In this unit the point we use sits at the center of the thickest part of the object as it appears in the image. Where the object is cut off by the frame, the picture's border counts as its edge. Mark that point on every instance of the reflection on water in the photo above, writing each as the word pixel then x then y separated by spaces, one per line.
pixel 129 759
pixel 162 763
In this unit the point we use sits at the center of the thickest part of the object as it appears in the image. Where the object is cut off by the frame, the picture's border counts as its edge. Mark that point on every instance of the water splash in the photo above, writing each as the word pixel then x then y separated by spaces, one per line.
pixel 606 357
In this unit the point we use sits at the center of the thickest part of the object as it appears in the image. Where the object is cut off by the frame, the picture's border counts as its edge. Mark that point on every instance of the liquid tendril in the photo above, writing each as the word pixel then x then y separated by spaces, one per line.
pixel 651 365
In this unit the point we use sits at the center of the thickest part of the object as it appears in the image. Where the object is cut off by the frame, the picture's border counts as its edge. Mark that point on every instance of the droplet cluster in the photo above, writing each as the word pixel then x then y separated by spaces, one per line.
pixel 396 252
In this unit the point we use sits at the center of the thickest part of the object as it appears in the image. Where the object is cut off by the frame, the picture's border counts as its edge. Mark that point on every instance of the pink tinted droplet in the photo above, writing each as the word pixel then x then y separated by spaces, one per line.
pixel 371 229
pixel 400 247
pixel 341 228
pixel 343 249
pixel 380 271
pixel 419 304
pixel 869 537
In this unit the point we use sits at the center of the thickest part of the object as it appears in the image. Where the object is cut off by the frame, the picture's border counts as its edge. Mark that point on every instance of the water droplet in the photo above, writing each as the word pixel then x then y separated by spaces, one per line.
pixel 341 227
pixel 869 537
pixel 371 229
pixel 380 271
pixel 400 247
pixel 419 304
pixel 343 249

__________________________________________________

About this exercise:
The entire listing is to be retyped exactly.

Response to the task:
In this unit the point we use sits at the center of the thickest part of the object as it appears in the image. Where the object is cut off by the frame, the picture's border counts as its edge. Mark that point on every instance of the reflection on water in the photo above, writing each as the word pixel then x then y separated by spaces, one per line.
pixel 129 759
pixel 162 763
In this unit the point we use sits at the center of the thickest part of the object as it appears in the image. Where the object is cut off by the frame, the picture's border counts as its edge. Mark that point on every instance of the water splash in the photo above, writing each as the word pixel then x then y separated by spaces, one per line.
pixel 606 357
In this unit the point we use sits at the center of the thickest part of the object as it appears in the image. Where the object is cut off by the frame, the picture's border counts as its edge. Mark that point on every instance of the liquid tendril in the photo above, writing each as the word pixel then x then y separated by spaces, one per line.
pixel 651 365
In this unit the point we use sits at the center of the thickest part of the object as it appears in the image. Where the object is cut off by the frame, the picture's border counts as its edge. Mark that point on every instance of the droplet cluster in the photo above, writing each as the word pixel then x then y separated by spaces, one per line.
pixel 396 252
In this unit the point we use sits at the center of the thickest part of the object as it appears in the image. Where the object is cut off by the frame, the picture's border counts as its edge. Mark that point on every instance of the pink tinted droplet in the photo above, writing each as the word pixel then x then y separated by spaces, one per line.
pixel 371 229
pixel 400 247
pixel 341 228
pixel 343 249
pixel 380 271
pixel 419 304
pixel 869 537
In this unit the point we use sits at the center of the thickest part of the object as it appears in the image. Where the object is cut off by the frame, the picture's border counts as its edge. Mark that point on every instance of the water droplet in the photo above, writing each as the word pixel then x then y separated by spaces, one per line.
pixel 341 227
pixel 869 537
pixel 371 229
pixel 380 271
pixel 400 247
pixel 419 304
pixel 343 249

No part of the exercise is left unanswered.